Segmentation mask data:

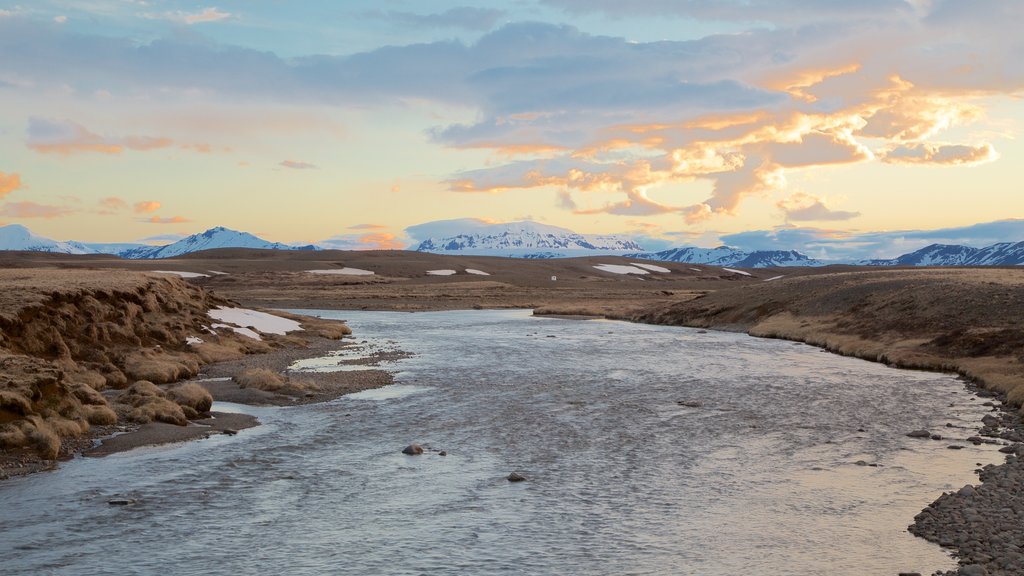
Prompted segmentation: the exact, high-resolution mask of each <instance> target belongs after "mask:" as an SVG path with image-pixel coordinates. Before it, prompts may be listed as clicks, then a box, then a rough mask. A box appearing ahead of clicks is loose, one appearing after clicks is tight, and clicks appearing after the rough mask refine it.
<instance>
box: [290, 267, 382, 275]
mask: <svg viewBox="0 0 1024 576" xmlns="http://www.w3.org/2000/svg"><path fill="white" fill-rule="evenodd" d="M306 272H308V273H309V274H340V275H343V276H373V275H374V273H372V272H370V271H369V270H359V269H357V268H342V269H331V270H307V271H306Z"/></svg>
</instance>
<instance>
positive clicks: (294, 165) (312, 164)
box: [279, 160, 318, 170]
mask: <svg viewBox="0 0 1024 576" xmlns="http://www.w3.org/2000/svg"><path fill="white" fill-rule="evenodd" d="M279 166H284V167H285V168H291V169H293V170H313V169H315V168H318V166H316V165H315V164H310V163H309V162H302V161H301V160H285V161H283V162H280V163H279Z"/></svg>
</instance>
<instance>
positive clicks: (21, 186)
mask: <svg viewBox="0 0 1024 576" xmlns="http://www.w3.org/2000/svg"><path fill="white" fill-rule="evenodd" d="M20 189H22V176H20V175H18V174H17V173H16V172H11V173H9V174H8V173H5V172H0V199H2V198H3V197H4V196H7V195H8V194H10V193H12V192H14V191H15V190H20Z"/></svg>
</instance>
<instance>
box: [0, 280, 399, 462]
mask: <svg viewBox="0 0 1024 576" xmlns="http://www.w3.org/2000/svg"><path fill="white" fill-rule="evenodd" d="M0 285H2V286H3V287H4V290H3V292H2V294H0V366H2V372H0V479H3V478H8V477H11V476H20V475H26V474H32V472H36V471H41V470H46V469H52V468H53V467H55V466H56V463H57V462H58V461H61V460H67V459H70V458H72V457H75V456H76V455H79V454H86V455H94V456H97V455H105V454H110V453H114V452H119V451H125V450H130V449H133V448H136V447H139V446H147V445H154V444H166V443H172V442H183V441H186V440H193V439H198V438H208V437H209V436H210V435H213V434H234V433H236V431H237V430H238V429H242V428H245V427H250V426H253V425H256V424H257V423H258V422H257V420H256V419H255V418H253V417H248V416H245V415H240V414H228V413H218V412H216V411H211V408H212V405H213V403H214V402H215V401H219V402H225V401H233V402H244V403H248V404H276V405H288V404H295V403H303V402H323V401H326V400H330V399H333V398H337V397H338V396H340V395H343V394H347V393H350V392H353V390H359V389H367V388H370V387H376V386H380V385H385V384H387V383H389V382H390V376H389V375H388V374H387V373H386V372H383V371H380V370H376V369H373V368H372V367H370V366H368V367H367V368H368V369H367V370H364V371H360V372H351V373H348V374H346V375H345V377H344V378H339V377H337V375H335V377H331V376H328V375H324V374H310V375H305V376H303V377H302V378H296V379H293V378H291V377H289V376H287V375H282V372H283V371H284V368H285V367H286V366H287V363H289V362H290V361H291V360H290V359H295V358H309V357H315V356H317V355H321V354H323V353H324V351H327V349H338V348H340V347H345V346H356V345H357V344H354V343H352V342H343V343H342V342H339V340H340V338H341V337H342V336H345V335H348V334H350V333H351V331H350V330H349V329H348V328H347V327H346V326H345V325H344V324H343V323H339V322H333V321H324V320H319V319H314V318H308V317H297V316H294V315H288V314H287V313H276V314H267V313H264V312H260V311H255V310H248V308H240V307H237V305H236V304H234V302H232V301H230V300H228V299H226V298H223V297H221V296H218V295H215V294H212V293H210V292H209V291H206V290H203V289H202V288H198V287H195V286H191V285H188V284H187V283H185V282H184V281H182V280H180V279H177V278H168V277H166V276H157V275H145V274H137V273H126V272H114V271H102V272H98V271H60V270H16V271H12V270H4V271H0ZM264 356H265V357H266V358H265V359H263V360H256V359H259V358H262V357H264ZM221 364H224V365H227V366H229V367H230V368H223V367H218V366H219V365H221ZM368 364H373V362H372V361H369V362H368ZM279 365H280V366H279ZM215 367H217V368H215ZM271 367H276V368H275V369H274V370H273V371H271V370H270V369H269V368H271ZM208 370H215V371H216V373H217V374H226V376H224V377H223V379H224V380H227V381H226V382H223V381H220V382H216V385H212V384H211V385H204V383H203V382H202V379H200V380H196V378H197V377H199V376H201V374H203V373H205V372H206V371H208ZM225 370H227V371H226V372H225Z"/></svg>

▶ **Task description**:
In repeating the entries, exclude the pictures and alter nothing else.

▶ **Task answer**:
Prompted segmentation: the exact, high-resolution mask of each <instance> target belongs after "mask:" as an SVG path with image-pixel coordinates. Before it, prompts may be listed as clicks, then a box, then a rough mask. A box appearing ahead of clicks is loose, one appearing after clicks is tight, and clicks appearing after the rough mask refine it.
<instance>
box: [290, 267, 382, 275]
mask: <svg viewBox="0 0 1024 576" xmlns="http://www.w3.org/2000/svg"><path fill="white" fill-rule="evenodd" d="M306 272H308V273H309V274H340V275H343V276H373V275H374V273H372V272H370V271H369V270H359V269H357V268H342V269H331V270H307V271H306Z"/></svg>
</instance>
<instance>
positive clicks: (294, 165) (312, 164)
box: [279, 160, 318, 170]
mask: <svg viewBox="0 0 1024 576" xmlns="http://www.w3.org/2000/svg"><path fill="white" fill-rule="evenodd" d="M279 166H284V167H285V168H291V169H293V170H313V169H315V168H318V166H316V165H315V164H310V163H309V162H302V161H301V160H285V161H283V162H280V163H279Z"/></svg>
</instance>
<instance>
positive clicks: (21, 186)
mask: <svg viewBox="0 0 1024 576" xmlns="http://www.w3.org/2000/svg"><path fill="white" fill-rule="evenodd" d="M20 189H22V176H20V175H18V174H17V173H16V172H11V173H9V174H8V173H5V172H0V199H2V198H3V197H4V196H7V195H8V194H10V193H12V192H14V191H15V190H20Z"/></svg>
</instance>
<instance>
box: [0, 280, 399, 462]
mask: <svg viewBox="0 0 1024 576" xmlns="http://www.w3.org/2000/svg"><path fill="white" fill-rule="evenodd" d="M0 285H2V286H3V287H4V290H3V292H2V294H0V366H2V372H0V479H3V478H8V477H11V476H20V475H26V474H32V472H36V471H41V470H46V469H52V468H53V467H55V466H56V463H57V462H58V461H61V460H67V459H70V458H72V457H75V456H76V455H79V454H86V455H94V456H97V455H105V454H110V453H114V452H119V451H125V450H130V449H133V448H136V447H139V446H147V445H154V444H166V443H172V442H183V441H186V440H193V439H198V438H208V437H209V436H210V435H213V434H234V433H236V431H237V430H238V429H242V428H245V427H250V426H253V425H256V424H257V423H258V422H257V420H256V419H255V418H253V417H248V416H245V415H240V414H228V413H218V412H216V411H211V408H212V405H213V403H214V402H215V401H219V402H225V401H233V402H244V403H248V404H276V405H288V404H295V403H303V402H323V401H326V400H330V399H333V398H337V397H338V396H340V395H343V394H347V393H350V392H353V390H359V389H367V388H370V387H376V386H380V385H385V384H387V383H389V382H390V376H389V375H388V374H387V373H386V372H383V371H380V370H376V369H373V368H372V367H370V366H368V367H367V368H368V369H367V370H364V371H360V372H351V373H348V374H346V375H345V377H344V378H339V377H337V375H335V377H331V376H328V375H324V374H310V375H305V376H303V377H302V378H296V379H293V378H291V377H289V376H287V375H282V372H283V371H284V368H285V367H286V366H287V363H289V362H290V361H291V360H290V359H295V358H309V357H315V356H317V355H321V354H323V353H324V351H327V349H338V348H340V347H345V346H356V345H357V344H354V343H352V342H343V343H342V342H339V340H340V338H341V337H342V336H345V335H348V334H350V333H351V331H350V330H349V329H348V328H347V327H346V326H345V325H344V324H343V323H339V322H333V321H324V320H319V319H314V318H308V317H297V316H294V315H288V314H287V313H276V314H267V313H264V312H260V311H255V310H248V308H240V307H237V305H236V304H234V302H232V301H230V300H228V299H226V298H223V297H221V296H218V295H215V294H212V293H210V292H209V291H206V290H203V289H202V288H198V287H195V286H191V285H188V284H187V283H185V282H184V281H182V280H180V279H177V278H168V277H166V276H157V275H145V274H137V273H126V272H114V271H102V272H98V271H60V270H16V271H12V270H4V271H0ZM264 356H265V357H266V358H265V359H263V360H256V359H259V358H262V357H264ZM221 364H224V365H227V366H229V367H230V368H223V367H218V366H219V365H221ZM368 364H373V362H372V361H369V362H368ZM279 365H280V366H279ZM215 367H217V368H215ZM271 367H276V368H275V369H274V370H273V371H271V370H270V369H269V368H271ZM208 370H215V371H216V373H217V374H226V376H224V377H223V379H224V380H227V381H226V382H223V381H220V382H216V385H212V384H211V385H204V383H203V382H202V379H200V380H196V378H197V377H199V376H201V374H203V373H205V372H206V371H208ZM225 370H227V371H226V372H225Z"/></svg>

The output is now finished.